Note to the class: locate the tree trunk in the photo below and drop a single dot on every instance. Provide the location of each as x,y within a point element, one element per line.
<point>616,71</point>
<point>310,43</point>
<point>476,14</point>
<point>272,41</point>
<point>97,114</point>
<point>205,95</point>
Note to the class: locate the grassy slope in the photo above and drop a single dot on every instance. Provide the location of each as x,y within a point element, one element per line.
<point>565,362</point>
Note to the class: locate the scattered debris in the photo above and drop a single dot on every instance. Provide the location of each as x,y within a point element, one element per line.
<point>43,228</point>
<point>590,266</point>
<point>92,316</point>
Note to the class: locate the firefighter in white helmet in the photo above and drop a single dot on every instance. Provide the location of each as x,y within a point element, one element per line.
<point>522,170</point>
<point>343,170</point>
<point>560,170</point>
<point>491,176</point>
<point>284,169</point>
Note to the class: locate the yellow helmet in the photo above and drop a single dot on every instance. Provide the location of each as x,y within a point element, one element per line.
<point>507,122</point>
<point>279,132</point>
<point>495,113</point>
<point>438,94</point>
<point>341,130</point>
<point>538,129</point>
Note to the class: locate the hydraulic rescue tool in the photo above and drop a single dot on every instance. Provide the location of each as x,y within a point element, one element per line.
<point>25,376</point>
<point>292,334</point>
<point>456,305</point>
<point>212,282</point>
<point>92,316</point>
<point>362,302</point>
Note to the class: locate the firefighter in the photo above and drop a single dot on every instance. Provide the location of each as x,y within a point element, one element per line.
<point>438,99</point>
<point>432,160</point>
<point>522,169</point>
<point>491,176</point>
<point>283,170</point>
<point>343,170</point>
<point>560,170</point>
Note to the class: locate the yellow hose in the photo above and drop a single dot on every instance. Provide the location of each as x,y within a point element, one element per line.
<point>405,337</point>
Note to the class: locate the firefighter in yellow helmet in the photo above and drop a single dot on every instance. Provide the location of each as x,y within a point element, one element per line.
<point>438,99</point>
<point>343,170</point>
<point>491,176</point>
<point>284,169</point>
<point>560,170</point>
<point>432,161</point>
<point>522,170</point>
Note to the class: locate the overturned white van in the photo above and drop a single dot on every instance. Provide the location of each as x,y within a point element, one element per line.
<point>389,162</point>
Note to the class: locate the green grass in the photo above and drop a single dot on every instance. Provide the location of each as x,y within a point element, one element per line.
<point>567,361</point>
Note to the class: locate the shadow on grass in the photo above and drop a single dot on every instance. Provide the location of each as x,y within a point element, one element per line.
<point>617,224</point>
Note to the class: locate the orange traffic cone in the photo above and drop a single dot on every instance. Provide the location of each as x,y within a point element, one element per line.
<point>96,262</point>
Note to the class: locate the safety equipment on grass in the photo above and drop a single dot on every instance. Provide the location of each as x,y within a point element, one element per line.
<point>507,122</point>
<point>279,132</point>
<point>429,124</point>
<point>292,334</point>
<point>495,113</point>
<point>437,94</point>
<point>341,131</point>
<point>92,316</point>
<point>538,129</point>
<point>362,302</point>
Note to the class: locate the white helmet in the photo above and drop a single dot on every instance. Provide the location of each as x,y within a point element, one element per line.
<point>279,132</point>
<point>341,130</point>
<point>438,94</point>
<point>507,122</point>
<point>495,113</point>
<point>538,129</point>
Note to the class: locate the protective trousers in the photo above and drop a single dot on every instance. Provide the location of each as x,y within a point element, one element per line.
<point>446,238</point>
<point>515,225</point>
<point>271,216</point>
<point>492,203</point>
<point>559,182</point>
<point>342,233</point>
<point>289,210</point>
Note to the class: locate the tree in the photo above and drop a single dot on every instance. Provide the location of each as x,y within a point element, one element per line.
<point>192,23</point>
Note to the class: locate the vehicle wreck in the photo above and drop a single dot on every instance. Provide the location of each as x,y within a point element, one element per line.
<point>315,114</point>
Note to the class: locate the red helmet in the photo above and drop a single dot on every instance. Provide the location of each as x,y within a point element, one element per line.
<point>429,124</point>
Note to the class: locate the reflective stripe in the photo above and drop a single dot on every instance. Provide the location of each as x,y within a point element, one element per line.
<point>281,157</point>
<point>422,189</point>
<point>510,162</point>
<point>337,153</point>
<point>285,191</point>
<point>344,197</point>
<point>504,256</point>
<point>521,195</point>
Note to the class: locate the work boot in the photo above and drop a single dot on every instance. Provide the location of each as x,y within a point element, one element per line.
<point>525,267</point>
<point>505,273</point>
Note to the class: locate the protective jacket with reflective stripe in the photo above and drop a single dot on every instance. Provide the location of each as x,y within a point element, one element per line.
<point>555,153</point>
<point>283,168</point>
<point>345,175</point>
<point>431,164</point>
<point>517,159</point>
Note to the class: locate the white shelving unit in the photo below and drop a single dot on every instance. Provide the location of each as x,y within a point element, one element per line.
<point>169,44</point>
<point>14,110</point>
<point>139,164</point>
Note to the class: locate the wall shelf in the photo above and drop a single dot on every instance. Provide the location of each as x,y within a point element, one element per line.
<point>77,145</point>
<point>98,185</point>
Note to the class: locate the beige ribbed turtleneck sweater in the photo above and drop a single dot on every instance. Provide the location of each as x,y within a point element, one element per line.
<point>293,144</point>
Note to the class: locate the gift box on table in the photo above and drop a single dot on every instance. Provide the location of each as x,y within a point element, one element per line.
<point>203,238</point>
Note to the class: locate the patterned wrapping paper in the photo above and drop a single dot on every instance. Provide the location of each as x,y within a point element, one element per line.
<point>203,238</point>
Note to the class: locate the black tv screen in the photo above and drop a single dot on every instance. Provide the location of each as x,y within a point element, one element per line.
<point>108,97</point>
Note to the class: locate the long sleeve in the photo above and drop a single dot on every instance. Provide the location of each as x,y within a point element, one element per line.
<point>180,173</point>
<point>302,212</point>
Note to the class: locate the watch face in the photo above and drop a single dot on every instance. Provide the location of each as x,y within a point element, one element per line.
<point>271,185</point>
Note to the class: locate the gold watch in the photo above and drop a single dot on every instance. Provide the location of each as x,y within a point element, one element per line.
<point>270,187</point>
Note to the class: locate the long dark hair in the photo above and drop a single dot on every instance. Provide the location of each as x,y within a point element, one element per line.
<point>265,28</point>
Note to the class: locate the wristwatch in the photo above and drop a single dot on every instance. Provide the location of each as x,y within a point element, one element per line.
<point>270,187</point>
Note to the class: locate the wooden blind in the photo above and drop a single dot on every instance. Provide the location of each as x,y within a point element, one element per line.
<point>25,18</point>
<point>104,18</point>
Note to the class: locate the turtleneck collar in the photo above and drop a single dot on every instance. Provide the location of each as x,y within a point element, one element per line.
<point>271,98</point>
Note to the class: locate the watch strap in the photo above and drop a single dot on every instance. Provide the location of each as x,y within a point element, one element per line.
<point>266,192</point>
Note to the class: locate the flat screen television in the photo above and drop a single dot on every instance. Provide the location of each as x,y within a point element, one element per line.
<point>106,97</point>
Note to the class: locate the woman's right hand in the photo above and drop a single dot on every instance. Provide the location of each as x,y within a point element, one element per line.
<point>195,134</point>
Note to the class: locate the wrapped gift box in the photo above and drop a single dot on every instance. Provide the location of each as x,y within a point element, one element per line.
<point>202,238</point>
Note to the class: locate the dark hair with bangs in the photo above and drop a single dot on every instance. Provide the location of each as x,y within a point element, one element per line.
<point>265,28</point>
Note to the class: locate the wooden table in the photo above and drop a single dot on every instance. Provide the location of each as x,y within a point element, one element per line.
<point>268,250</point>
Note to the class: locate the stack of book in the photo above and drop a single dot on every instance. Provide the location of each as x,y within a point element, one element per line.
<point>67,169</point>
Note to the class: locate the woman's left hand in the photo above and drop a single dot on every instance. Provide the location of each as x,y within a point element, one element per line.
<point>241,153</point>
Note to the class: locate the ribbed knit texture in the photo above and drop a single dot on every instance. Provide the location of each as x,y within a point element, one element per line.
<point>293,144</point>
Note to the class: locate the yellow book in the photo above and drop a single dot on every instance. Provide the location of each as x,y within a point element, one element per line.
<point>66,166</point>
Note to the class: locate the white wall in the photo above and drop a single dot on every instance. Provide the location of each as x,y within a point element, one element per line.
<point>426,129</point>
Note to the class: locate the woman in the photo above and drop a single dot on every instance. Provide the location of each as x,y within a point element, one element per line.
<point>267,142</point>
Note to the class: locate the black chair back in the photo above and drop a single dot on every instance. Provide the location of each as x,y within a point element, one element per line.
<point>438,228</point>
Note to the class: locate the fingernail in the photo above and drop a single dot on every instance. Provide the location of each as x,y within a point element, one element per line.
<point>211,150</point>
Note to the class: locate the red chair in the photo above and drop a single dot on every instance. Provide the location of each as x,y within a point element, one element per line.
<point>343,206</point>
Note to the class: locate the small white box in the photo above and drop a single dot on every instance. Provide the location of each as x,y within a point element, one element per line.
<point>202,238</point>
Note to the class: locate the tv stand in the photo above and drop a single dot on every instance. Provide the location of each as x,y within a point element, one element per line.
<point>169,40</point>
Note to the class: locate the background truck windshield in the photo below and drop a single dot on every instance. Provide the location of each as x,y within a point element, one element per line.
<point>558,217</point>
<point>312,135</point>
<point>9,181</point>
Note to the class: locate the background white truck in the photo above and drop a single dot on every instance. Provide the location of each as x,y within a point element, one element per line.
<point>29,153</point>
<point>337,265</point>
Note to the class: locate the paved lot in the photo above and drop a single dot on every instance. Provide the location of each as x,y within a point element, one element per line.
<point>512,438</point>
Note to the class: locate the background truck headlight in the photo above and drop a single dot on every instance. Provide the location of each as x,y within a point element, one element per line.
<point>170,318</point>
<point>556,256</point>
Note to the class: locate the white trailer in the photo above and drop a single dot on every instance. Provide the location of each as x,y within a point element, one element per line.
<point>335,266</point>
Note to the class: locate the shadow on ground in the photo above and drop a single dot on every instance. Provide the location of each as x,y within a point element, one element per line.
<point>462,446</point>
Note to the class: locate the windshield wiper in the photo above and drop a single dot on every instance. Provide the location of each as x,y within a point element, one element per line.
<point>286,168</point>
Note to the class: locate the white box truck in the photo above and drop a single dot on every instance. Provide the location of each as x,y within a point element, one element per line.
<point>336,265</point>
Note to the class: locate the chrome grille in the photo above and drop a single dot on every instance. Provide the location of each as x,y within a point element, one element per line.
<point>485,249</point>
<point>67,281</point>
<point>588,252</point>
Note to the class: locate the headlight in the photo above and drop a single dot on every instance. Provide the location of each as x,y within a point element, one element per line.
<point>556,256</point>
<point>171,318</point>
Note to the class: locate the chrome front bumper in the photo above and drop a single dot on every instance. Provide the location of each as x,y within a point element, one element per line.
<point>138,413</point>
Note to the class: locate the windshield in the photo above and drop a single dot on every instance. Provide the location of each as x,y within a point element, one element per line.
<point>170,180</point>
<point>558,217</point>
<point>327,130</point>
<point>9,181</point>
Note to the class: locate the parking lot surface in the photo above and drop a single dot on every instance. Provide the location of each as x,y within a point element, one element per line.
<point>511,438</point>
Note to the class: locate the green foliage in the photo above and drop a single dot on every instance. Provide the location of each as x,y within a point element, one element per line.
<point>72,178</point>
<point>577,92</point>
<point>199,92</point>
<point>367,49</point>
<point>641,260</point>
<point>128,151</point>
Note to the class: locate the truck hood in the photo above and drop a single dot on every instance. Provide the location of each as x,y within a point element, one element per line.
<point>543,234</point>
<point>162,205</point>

··········

§ **TASK OBJECTIVE**:
Nothing outside the span should appear: transcribe the lines from the one containing "Note to the class: locate the green foliage" through the last line of the records.

§ **TASK SOLUTION**:
Note to the class: locate the green foliage in the photo above and drop a single dot on every instance. Provide the location of each as x,y within a point element, one element per line.
<point>72,178</point>
<point>577,92</point>
<point>199,92</point>
<point>367,49</point>
<point>641,260</point>
<point>128,151</point>
Note to the class: locate the truck hood in the photo above and drop a single dot on every instance. Provide the location of each as x,y within a point element, one element per line.
<point>543,234</point>
<point>162,205</point>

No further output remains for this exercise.